INPUT DATA:
---+---
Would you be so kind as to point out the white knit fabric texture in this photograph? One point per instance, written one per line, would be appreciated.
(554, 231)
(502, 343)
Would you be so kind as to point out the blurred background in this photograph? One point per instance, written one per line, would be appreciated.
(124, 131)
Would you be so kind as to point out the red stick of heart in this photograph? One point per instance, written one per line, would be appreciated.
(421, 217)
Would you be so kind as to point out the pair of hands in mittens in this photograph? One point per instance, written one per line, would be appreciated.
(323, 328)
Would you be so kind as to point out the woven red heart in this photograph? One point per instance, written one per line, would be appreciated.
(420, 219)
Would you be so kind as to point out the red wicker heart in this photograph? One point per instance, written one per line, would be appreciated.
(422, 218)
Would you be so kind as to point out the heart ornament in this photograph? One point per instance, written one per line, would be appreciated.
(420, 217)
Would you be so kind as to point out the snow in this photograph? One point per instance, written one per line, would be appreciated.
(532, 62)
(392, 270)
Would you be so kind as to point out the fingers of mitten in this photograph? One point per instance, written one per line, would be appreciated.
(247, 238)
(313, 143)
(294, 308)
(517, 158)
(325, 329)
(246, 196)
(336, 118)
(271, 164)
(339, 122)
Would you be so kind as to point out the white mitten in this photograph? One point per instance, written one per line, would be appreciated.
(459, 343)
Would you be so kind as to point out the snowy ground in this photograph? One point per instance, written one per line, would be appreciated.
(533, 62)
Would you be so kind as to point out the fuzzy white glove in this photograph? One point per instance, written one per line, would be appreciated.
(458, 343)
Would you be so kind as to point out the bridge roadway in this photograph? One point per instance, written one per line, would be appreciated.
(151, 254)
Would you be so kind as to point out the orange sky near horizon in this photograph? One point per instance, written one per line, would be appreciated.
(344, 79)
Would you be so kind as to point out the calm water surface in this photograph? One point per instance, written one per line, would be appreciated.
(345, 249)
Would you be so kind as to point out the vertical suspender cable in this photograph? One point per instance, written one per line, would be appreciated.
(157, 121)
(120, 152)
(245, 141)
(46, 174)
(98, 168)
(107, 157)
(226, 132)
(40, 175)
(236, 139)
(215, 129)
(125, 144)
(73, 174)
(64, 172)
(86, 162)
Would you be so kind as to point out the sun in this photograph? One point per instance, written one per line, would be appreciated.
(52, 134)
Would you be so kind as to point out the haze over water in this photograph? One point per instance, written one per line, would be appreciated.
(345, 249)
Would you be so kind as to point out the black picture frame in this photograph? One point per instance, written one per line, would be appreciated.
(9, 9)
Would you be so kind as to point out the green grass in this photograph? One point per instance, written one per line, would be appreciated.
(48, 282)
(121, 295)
---+---
ACTIVITY: In full and word for word, repeat the records.

TASK OUTPUT:
Would you be so kind as to point out the white knit fabric texture in this photograph? One point per instance, written one per line, would be appreciated.
(554, 231)
(502, 343)
Would you be so kind as to point out the blurred background in this photograph? One point per instance, written one per line, would be appreciated.
(124, 131)
Would you be so kind as to point out the red stick of heart in this photograph? One point per instance, written one per line, would be appreciated.
(421, 217)
Would you be so kind as to point out the pair of hands in mittens in this photograph? One point per instance, written one per line, would be appreciated.
(323, 328)
Would you be so kind as to point out the woven red heart in this photograph? One point per instance, written one per line, would be appreciated.
(420, 219)
Would you be so kind as to point out the red wicker heart in this photograph? One point per instance, written one per line, would be appreciated.
(422, 218)
Would you be so kind as to point out the heart ornament in this photograph? One point per instance, written one per line, would be appreciated.
(420, 217)
Would you be so kind as to point out the snow in this photograph? One point per instance, written one per line, would be appreciated.
(532, 62)
(392, 270)
Would you be so kind as to point out the fingers of mitten in this photograph? One point per instance, written one per line, would be appreciated.
(247, 238)
(313, 143)
(294, 308)
(517, 158)
(325, 329)
(246, 196)
(336, 118)
(271, 164)
(339, 122)
Would you be so kind as to point out the white mitten in this photograph? One point per instance, written one per line, would be appreciated.
(459, 343)
Would you be so kind as to point out the snowy ground in this photograph? One point per instance, written one per line, would be appreciated.
(533, 62)
Would you be so kind as to point out the fuzzy white glove in this photograph? One point per instance, written one per line, would be appreciated.
(458, 343)
Would you be so kind as to point out the bridge roadway in this photograph? One point per instance, written one per line, would be appreciated.
(151, 254)
Would you be so kind as to point out the orange sky near horizon in this photograph? One point per instance, written one per line, would be appreciated.
(344, 79)
Would you be so kind as to point out the calm water surface in this photograph? One point per instance, written one per line, would be appreciated.
(345, 249)
Would you be so kind as to point out the vertical suspender cable in this photograph? One point per instance, written one per line, would be appreciated.
(157, 121)
(120, 152)
(245, 141)
(46, 174)
(98, 168)
(107, 157)
(226, 132)
(40, 175)
(236, 139)
(215, 129)
(125, 144)
(73, 174)
(64, 172)
(86, 162)
Would you be so kind as to point out the sun in this photograph? One point per instance, written one per line, would be appreciated.
(52, 134)
Would you be so kind as to point out the haze over water in this photograph? One point per instance, written one per line, would be appreciated.
(345, 249)
Would you be so kind as to point out the black picture frame in this photograph? One point per instance, written one per line, would be appreciated.
(9, 9)
Would you be so kind as to point out the green grass in this photograph? One point per instance, written one per line, would be appreciated.
(48, 282)
(121, 295)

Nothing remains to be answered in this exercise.